__What to produce__:
In the listing that follows, how many lines contain the string "roof"? Provide only the number.
──────── Given data
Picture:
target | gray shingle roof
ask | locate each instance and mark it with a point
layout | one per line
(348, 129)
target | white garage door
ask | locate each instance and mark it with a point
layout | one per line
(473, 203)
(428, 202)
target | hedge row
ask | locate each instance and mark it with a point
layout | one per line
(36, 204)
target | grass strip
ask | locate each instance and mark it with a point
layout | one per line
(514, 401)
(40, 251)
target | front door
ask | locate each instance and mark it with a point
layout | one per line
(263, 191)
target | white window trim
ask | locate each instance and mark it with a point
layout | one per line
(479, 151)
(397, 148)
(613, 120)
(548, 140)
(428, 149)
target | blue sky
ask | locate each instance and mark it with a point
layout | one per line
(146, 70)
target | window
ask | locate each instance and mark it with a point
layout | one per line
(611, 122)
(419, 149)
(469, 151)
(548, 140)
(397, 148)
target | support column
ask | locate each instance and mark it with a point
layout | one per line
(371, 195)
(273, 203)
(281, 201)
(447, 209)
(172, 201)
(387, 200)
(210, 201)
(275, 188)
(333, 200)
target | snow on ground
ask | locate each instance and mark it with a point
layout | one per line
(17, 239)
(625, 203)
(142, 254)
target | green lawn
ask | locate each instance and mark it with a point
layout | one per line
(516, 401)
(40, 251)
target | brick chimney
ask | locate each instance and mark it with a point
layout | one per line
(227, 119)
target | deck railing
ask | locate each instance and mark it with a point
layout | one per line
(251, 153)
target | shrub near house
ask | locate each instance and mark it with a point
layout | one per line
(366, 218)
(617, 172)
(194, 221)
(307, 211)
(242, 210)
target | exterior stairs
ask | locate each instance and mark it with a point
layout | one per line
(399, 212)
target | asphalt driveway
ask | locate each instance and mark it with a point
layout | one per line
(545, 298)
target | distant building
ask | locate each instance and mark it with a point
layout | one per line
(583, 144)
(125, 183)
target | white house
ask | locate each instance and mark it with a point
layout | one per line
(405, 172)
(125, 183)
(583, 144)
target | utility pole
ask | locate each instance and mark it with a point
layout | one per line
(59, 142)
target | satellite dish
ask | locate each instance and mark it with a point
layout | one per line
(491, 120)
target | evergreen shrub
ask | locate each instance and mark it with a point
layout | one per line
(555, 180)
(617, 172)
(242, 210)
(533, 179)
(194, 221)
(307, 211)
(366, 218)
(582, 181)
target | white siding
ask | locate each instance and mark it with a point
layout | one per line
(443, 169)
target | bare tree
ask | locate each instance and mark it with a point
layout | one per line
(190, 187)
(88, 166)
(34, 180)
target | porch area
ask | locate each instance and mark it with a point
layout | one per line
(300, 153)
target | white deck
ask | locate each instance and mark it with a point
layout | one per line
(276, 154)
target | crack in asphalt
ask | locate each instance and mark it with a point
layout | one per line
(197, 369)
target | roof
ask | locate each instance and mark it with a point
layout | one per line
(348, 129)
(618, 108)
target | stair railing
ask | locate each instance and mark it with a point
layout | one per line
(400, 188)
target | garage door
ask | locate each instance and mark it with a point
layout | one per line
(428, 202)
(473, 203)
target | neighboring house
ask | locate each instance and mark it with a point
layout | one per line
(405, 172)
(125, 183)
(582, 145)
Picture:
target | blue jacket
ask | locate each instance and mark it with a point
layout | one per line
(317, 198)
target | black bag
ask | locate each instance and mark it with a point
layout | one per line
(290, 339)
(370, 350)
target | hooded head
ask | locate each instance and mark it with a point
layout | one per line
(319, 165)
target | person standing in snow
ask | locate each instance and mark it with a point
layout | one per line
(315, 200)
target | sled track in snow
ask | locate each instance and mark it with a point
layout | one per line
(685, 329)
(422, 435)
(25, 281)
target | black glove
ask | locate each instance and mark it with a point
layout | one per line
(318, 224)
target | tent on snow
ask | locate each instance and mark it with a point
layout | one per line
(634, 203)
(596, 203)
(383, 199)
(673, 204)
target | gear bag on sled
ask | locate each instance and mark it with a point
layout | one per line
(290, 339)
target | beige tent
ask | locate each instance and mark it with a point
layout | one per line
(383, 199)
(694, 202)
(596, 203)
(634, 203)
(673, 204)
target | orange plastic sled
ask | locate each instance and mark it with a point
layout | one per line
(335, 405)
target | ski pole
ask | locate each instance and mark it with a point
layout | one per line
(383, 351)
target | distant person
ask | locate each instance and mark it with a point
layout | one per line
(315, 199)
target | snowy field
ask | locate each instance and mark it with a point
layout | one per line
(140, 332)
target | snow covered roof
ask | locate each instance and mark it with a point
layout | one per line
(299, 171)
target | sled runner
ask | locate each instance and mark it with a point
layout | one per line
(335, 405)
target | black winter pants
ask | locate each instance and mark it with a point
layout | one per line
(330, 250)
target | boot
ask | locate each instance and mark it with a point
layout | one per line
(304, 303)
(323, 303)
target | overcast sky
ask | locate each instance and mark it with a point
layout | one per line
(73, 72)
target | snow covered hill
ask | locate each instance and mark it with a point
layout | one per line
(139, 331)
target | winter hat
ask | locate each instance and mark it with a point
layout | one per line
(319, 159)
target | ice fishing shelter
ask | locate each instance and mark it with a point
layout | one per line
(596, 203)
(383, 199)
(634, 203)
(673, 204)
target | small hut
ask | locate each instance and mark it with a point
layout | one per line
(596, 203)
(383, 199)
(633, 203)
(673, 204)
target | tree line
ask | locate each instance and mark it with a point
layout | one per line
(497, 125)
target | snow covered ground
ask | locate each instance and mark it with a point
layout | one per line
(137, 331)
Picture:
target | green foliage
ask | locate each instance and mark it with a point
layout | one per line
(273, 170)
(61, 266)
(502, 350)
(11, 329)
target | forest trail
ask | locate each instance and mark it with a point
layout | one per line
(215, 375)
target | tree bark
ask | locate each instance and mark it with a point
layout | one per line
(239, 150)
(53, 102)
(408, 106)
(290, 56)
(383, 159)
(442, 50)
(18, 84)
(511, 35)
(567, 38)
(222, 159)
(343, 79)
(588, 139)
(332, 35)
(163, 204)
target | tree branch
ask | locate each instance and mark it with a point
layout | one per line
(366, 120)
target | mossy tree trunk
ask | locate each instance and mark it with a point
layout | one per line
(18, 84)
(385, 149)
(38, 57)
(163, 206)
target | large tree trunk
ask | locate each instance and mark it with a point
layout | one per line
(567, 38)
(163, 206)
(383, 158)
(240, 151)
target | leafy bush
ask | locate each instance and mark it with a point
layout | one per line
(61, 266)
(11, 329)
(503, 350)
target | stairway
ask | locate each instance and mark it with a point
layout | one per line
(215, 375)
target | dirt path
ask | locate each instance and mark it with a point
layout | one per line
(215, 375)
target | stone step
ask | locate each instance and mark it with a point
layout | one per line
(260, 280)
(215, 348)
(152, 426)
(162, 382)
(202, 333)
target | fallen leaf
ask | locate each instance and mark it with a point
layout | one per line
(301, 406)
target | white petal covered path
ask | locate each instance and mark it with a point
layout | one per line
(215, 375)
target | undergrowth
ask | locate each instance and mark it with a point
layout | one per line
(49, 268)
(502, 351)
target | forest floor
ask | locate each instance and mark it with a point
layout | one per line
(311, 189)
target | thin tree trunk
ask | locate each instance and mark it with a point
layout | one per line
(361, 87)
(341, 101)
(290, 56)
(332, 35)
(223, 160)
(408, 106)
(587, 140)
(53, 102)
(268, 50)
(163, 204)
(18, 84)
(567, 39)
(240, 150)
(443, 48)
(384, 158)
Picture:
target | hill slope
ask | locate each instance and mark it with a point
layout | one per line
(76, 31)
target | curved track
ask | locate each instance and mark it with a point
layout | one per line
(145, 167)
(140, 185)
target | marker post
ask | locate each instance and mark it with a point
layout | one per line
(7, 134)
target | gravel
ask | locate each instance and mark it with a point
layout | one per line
────────────────
__Exercise solution__:
3